Emerging clinical evidence strongly supports millets as a key dietary intervention to halt and potentially reverse prediabetes — the stage of insulin resistance and elevated fasting glucose preceding full type 2 diabetes. Prediabetes is primarily characterized by insulin resistance and impaired glucose tolerance, both of which millets address directly. A 16-week randomized controlled trial published in PMC (2023) found that prediabetic participants consuming a millet-based diet (100g/day replacing refined grains) saw fasting plasma glucose normalize in 38% of participants, with mean HbA1c improving from 5.9% to 5.6%. This is particularly significant because a 0.3% reduction in HbA1c at the prediabetic stage is associated with a 30–40% reduction in progression to type 2 diabetes.

[Stored data]

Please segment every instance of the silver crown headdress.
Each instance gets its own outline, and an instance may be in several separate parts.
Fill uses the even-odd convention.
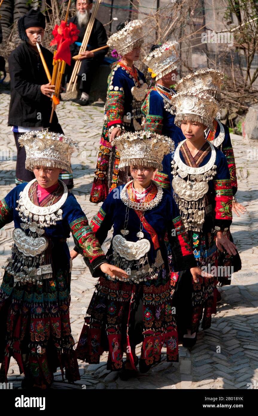
[[[43,130],[25,133],[18,141],[25,147],[25,166],[28,170],[33,171],[37,166],[45,166],[72,173],[71,156],[78,146],[71,137]]]
[[[144,42],[143,25],[142,20],[138,20],[126,22],[123,29],[110,37],[107,45],[114,48],[122,56],[129,53]]]
[[[124,133],[113,142],[120,155],[119,169],[134,165],[163,170],[164,156],[174,149],[174,142],[161,134],[143,130]]]
[[[171,102],[176,107],[174,124],[178,127],[184,120],[192,120],[214,131],[213,121],[219,109],[217,102],[210,95],[201,91],[196,95],[179,92],[172,96]]]
[[[166,42],[143,59],[152,72],[152,77],[156,77],[156,81],[175,69],[180,63],[177,52],[178,46],[177,42]]]
[[[178,92],[188,92],[195,95],[199,92],[205,92],[219,102],[221,99],[220,89],[224,74],[212,68],[198,69],[179,81],[175,85]]]

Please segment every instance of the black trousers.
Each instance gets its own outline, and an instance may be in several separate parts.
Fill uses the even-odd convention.
[[[62,128],[58,123],[55,126],[52,126],[49,129],[49,131],[53,133],[59,133],[64,134]],[[17,159],[15,169],[15,183],[19,185],[22,182],[29,182],[34,179],[35,175],[33,172],[25,168],[25,161],[26,158],[26,153],[24,146],[21,147],[18,140],[24,134],[23,133],[15,133],[14,132],[15,145],[17,149]]]
[[[79,54],[76,52],[76,55]],[[81,61],[81,65],[78,77],[79,79],[80,85],[79,89],[82,92],[86,92],[89,94],[91,90],[91,86],[93,77],[93,74],[99,67],[102,61],[96,59],[95,58],[88,58],[84,59]],[[65,75],[67,75],[66,82],[69,82],[71,77],[72,72],[75,64],[75,61],[72,59],[71,65],[66,65],[65,69]],[[63,87],[64,87],[65,76],[64,77]]]
[[[179,338],[187,333],[192,327],[193,287],[189,269],[180,272],[173,295],[173,307],[175,307],[176,320]]]

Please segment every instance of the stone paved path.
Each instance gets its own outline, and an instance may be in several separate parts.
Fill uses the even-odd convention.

[Work instruction]
Write out the full millets passage word for word. Work from the millets passage only.

[Result of the task]
Emerging clinical evidence strongly supports millets as a key dietary intervention to halt and potentially reverse prediabetes — the stage of insulin resistance and elevated fasting glucose preceding full type 2 diabetes. Prediabetes is primarily characterized by insulin resistance and impaired glucose tolerance, both of which millets address directly. A 16-week randomized controlled trial published in PMC (2023) found that prediabetic participants consuming a millet-based diet (100g/day replacing refined grains) saw fasting plasma glucose normalize in 38% of participants, with mean HbA1c improving from 5.9% to 5.6%. This is particularly significant because a 0.3% reduction in HbA1c at the prediabetic stage is associated with a 30–40% reduction in progression to type 2 diabetes.